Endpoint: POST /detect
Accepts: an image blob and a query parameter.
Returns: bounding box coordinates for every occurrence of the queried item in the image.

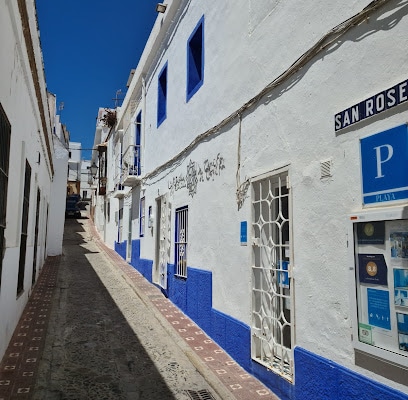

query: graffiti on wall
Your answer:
[168,153,225,197]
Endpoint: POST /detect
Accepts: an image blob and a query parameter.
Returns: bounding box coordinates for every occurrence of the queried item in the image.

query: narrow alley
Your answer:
[0,218,277,400]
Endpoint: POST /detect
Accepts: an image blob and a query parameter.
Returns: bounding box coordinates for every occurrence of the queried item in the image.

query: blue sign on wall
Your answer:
[334,79,408,131]
[360,125,408,204]
[367,288,391,330]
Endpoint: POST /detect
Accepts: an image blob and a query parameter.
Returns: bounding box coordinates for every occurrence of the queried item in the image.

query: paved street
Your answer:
[0,218,277,400]
[34,219,223,400]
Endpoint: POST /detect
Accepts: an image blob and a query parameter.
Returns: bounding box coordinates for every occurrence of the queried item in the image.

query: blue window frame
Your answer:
[157,63,167,127]
[187,16,204,101]
[139,197,146,237]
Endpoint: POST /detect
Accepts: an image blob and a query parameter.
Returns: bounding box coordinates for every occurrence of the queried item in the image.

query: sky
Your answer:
[36,0,158,159]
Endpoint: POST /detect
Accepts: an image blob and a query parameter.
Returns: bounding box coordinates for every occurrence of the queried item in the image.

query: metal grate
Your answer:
[175,207,188,278]
[186,389,215,400]
[251,173,293,380]
[320,160,332,179]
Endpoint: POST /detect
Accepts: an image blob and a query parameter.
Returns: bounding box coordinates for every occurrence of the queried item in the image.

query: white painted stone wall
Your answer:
[0,1,61,358]
[47,138,68,256]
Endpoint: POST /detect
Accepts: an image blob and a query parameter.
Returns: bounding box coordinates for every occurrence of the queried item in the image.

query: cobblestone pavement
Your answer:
[0,219,277,400]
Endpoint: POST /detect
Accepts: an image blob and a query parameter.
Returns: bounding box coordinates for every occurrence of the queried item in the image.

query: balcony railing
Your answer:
[123,145,141,186]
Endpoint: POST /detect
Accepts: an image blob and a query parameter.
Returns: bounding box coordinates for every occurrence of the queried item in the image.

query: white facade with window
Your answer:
[91,0,408,400]
[0,1,68,359]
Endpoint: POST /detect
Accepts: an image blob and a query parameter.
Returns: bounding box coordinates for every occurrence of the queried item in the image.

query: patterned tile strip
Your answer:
[0,256,60,400]
[87,220,278,400]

◆ ◆ ◆

(WHAT IS ASKED):
Reproduce all of the rows above verbatim, omitting the picture.

(WRITTEN ANSWER):
Endpoint: POST /detect
Accepts: an image blob and a query parameter.
Returns: bounding box coordinates for every occurrence of the queried item in the image.


query: graffiti on wall
Your answer:
[168,153,225,197]
Endpoint: POST /detect
Accepts: an image blob and a query parameter.
Returns: bounding box coordinates for every occurrence of the queried item in the image.

query: narrow alley
Your answer:
[0,218,277,400]
Endpoint: POST /detect
Accepts: an image blob and a query parameter.
Returns: bounding box coordinates for every occurrence of the queried item in the image.

query: blue sign on wall
Your answer:
[334,79,408,131]
[360,125,408,204]
[367,288,391,330]
Endpoint: POST /detect
Accepts: an image blob and a query parameter.
Returns: bounding box coordinates for every occurrence of the queried item in the image.

query: paved street
Your answer:
[0,218,277,400]
[34,219,223,400]
Endpoint: POST /detect
Accepts: an image blob and a query parameter.
Returns: bounding box coordinates for every occurrence of the queried item in the image.

query: blue window frame
Your answer:
[157,63,167,127]
[187,16,204,101]
[139,197,146,237]
Endpoint: POST /detect
Accepts: an image blob and a query parameter.
Returns: bounding box coordinates for every occurrence of the queried item in the image.

query: sky
Your answer:
[36,0,158,159]
Endpoint: POST /detect
Accepts: an image blob and a query parameter.
Returns: bounding box coordinates for every occurrence of the queried item in the image.

query: metal grate
Your answer:
[175,207,188,278]
[186,389,215,400]
[251,173,293,380]
[320,160,332,179]
Endpoint: POST /detect
Accepts: an image blob and a query parameter.
Returns: bounding box coordinates for every occurrence of the queried item in the image.

query: white painted stone wall
Your answer:
[0,1,61,358]
[47,138,68,256]
Endpoint: POST /detect
Accepts: an image blob and a query parameter.
Returns: bounding box coordinates for every occurrence of the queried item in the image.

query: cobblestone pavement
Your answer:
[0,219,277,400]
Endpoint: POST /detect
Accepts: an image blob and a query parameter.
Returns: bounding box coordinates for every occurrence of the queried item in the image.

query: balcony railing
Your answer:
[123,145,141,186]
Endpoint: POST /detect
Accepts: an image blob and a query parameter.
Returns: bounding box coordinates for every occurrence of the queried item in the image.

query: white facade with window
Your answer:
[91,0,408,400]
[0,1,68,359]
Endpoint: POST /detect
Accepts: an image blob and a query parameter.
Returns: bounding box coordinates for every occurrence of the queried item in the image.

query: patterned tile strip
Your answer:
[0,256,60,400]
[87,220,278,400]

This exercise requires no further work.